Challenge: Reproduce verbatim the lines of the material below, beginning at the line containing "The query is: man wearing cap" and ending after the line containing "[956,410,1203,819]". Omit any pictures from your copy.

## START Excerpted records

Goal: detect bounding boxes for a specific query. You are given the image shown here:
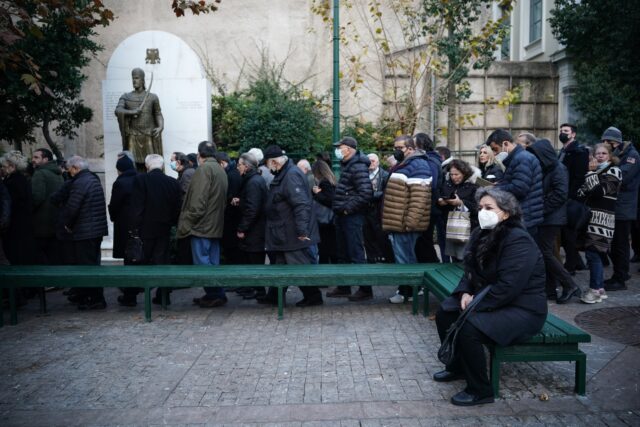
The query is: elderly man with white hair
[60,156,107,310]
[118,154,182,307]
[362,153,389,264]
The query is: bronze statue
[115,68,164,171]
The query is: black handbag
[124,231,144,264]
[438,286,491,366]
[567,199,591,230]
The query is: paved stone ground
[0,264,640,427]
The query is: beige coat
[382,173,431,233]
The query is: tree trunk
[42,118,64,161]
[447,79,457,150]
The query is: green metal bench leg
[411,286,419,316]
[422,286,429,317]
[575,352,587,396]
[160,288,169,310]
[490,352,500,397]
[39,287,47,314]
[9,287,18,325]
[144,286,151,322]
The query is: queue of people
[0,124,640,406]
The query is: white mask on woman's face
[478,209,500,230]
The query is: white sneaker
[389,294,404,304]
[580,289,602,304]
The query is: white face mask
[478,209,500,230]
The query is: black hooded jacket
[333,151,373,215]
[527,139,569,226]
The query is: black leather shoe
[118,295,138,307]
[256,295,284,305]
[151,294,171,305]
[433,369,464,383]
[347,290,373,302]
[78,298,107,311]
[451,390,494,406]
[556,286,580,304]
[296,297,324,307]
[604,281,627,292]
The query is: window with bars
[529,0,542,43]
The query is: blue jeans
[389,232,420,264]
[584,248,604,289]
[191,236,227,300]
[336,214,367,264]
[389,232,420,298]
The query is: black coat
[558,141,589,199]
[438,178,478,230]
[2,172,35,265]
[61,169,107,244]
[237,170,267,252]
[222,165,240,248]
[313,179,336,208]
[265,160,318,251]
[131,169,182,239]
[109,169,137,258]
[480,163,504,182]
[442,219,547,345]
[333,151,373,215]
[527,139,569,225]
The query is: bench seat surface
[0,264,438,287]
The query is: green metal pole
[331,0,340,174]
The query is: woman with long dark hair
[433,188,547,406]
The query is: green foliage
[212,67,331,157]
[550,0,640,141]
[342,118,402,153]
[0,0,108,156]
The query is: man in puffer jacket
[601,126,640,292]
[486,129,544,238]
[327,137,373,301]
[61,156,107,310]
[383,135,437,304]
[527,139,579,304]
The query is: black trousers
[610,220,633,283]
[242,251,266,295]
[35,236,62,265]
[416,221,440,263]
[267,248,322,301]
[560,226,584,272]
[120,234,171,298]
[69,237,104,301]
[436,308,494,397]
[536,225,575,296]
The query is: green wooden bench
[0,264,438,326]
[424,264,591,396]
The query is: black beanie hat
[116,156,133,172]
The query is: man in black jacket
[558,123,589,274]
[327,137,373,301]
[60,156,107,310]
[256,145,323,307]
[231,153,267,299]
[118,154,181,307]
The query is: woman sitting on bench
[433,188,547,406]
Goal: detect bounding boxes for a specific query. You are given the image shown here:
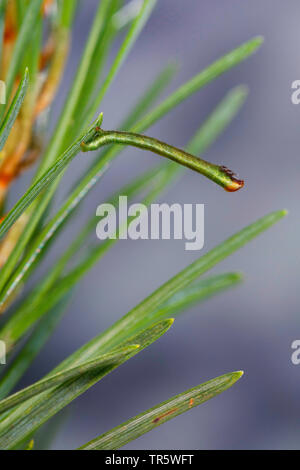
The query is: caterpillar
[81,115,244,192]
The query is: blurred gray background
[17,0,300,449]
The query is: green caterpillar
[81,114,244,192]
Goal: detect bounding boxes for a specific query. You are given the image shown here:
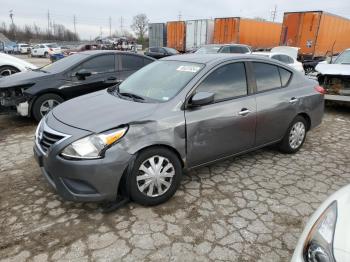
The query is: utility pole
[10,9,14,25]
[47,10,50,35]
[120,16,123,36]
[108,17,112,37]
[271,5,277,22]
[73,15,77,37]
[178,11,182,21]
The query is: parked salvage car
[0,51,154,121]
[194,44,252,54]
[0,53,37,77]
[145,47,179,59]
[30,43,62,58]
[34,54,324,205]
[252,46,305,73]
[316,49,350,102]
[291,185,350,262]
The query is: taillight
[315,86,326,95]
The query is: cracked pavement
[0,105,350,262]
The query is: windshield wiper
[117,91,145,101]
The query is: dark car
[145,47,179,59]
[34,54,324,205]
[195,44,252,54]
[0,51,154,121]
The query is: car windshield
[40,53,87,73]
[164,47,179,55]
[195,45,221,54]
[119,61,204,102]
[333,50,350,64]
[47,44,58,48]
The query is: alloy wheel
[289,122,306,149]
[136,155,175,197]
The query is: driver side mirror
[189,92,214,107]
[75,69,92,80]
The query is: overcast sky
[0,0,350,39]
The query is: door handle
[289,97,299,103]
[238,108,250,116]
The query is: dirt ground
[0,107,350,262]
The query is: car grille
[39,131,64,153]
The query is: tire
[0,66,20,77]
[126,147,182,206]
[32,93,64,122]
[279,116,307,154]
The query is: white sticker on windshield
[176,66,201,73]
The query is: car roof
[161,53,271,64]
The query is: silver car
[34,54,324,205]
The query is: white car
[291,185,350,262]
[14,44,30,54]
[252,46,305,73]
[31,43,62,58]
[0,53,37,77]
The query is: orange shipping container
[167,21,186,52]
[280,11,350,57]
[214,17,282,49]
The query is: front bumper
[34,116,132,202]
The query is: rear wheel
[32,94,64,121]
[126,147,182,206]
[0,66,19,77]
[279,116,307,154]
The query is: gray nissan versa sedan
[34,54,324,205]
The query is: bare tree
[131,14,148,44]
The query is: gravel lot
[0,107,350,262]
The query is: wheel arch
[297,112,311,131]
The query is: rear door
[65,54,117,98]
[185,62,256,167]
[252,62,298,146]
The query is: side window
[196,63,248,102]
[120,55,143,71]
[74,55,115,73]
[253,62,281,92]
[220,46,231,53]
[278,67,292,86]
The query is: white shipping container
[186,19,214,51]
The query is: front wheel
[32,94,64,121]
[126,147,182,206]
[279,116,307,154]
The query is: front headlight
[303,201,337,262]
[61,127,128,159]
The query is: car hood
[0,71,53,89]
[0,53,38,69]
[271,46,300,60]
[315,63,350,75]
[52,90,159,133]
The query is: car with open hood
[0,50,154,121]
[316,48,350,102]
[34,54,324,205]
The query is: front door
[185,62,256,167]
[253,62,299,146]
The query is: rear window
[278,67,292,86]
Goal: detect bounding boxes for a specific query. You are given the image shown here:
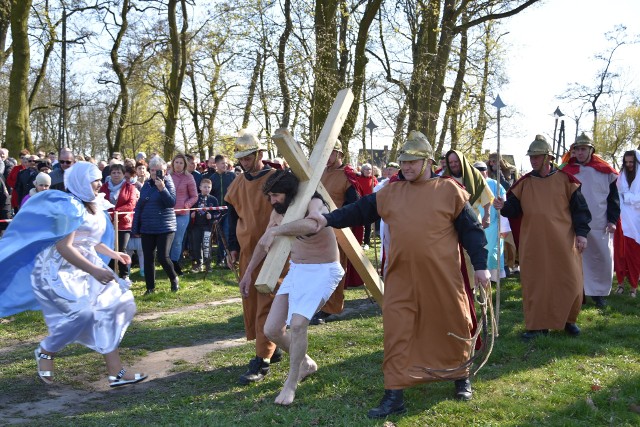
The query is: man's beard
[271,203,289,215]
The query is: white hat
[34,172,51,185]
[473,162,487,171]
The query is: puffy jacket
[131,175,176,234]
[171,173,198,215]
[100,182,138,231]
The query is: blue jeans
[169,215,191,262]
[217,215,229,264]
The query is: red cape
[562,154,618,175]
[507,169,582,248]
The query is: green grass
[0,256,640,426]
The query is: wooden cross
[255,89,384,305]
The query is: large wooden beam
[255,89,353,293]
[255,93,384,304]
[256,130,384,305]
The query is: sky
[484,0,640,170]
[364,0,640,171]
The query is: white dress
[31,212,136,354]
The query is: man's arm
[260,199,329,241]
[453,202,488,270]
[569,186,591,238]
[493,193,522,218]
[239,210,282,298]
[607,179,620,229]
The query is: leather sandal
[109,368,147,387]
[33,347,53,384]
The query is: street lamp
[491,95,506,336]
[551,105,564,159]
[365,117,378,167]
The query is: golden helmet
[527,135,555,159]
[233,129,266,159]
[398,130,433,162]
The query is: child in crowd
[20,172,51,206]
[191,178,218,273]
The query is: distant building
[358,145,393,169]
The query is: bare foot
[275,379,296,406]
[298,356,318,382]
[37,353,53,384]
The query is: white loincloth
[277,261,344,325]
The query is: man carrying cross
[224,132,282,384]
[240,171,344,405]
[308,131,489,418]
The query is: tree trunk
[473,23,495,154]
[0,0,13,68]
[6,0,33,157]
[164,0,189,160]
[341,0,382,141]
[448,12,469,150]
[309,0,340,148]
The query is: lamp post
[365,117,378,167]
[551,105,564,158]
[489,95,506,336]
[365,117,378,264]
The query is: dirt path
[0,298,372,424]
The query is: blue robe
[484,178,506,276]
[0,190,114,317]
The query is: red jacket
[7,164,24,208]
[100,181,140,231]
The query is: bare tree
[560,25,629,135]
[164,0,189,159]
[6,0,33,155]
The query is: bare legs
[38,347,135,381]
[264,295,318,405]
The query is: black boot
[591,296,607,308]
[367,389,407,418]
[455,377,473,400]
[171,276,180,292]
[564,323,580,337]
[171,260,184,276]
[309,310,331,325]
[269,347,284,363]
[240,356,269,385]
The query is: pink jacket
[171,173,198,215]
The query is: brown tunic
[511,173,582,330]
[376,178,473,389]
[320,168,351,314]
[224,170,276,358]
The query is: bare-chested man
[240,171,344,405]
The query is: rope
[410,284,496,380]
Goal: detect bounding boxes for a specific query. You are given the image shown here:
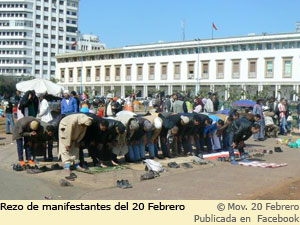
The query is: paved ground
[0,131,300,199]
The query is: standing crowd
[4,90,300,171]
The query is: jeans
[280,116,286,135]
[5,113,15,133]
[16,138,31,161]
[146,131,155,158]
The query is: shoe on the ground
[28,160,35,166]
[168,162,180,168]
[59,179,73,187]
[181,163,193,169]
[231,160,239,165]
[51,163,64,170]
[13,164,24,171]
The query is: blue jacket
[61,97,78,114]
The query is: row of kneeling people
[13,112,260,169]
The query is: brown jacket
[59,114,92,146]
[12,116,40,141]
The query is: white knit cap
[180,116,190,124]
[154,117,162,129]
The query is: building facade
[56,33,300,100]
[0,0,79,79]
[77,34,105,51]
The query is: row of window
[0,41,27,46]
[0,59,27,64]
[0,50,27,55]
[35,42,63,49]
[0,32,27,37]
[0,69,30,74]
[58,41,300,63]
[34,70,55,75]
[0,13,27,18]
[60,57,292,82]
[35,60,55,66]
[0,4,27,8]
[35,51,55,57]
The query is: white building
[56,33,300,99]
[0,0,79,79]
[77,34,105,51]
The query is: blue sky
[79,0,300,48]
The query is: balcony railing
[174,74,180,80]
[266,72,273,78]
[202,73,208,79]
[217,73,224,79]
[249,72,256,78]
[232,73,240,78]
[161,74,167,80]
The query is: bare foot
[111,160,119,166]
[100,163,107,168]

## END Excerpted records
## START Excerpted records

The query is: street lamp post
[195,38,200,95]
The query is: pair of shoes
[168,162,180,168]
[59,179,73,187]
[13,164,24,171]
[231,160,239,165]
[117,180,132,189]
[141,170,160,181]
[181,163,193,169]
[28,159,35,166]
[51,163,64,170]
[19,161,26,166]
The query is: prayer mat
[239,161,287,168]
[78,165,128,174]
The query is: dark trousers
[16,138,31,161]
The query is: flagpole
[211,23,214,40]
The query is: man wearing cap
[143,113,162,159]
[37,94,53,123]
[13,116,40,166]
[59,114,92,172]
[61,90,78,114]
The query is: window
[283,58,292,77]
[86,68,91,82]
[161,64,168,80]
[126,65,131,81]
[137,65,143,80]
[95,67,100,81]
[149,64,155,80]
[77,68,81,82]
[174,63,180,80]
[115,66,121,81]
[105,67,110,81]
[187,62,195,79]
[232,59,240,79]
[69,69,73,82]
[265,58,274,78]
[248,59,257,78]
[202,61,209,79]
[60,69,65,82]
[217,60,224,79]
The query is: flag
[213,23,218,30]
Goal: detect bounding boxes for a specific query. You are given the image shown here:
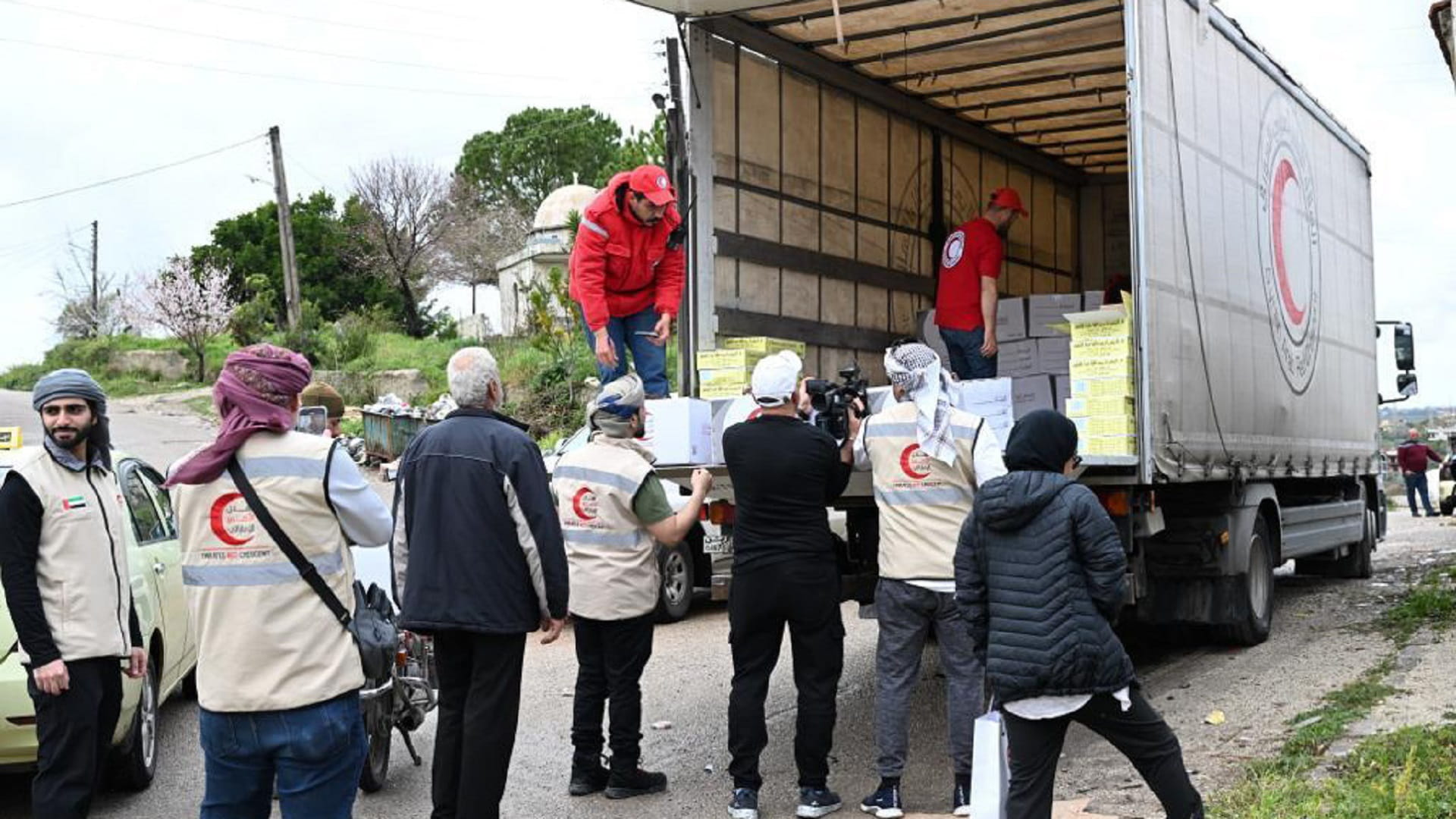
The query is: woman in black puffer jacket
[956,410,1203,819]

## END Excerpted records

Solution to this exercise:
The query is: man wearing cap
[143,113,162,159]
[37,94,53,123]
[13,116,40,166]
[59,114,92,172]
[61,90,78,114]
The query is: window
[283,58,292,77]
[86,68,91,82]
[161,64,168,80]
[126,65,131,81]
[137,65,143,80]
[95,67,100,81]
[149,64,155,80]
[77,68,81,82]
[174,63,180,80]
[115,66,121,81]
[105,67,110,81]
[187,62,195,79]
[232,59,240,79]
[69,69,73,82]
[265,58,274,78]
[248,59,257,78]
[202,61,209,79]
[60,69,65,82]
[217,60,224,79]
The query is: flag
[213,23,218,30]
Goal: detect bounding boxes for a specific query. You are given the image shown here:
The query is: woman in black puffer jacket
[956,410,1203,819]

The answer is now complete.